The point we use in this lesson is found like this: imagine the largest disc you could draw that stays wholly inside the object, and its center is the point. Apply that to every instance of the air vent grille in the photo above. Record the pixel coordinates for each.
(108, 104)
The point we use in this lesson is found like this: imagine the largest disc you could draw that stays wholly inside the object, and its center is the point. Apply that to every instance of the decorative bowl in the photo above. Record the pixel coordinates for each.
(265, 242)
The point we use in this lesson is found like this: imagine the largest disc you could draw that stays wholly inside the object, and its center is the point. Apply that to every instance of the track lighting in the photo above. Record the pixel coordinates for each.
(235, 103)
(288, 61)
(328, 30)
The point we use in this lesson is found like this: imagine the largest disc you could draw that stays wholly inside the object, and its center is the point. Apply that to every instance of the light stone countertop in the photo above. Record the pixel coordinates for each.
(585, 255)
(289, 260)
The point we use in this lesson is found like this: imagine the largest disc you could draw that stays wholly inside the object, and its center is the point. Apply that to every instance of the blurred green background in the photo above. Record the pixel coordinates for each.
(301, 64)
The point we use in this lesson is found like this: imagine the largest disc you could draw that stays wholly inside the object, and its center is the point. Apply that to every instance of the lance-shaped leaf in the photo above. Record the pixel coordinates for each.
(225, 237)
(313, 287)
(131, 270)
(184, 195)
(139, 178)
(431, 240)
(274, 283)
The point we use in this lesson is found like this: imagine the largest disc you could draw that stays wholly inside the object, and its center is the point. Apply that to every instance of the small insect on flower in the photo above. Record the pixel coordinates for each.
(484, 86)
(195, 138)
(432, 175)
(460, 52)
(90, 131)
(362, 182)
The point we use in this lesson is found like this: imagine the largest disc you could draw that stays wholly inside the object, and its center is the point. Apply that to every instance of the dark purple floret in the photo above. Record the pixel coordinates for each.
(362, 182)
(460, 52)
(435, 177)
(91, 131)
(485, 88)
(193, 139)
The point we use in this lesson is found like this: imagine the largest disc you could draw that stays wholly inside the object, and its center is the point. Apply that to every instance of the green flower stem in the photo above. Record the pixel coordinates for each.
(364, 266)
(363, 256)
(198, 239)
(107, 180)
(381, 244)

What to produce: Rewrite the data from the line containing "of the dark" through the end of the data, inclusive, keeping every request intact. Adjust each coordinate value in the answers by -72.

Task result:
The point we use in this lesson is found like this: imagine the largest disc you could draw that stays wholly inside the object, and its center is the point. Apply that to every instance of the dark purple floret in the photo above. Record the pixel coordinates for each.
(290, 110)
(388, -20)
(363, 105)
(19, 59)
(413, 16)
(121, 67)
The point we use in this lesson is found like this: imagine the largest disc you could draw that stays wholly inside the object, and its center is the point. Apply that to every instance of the green flower stem in the photo above. Record the pixel coordinates for each.
(292, 194)
(291, 184)
(126, 167)
(35, 108)
(309, 172)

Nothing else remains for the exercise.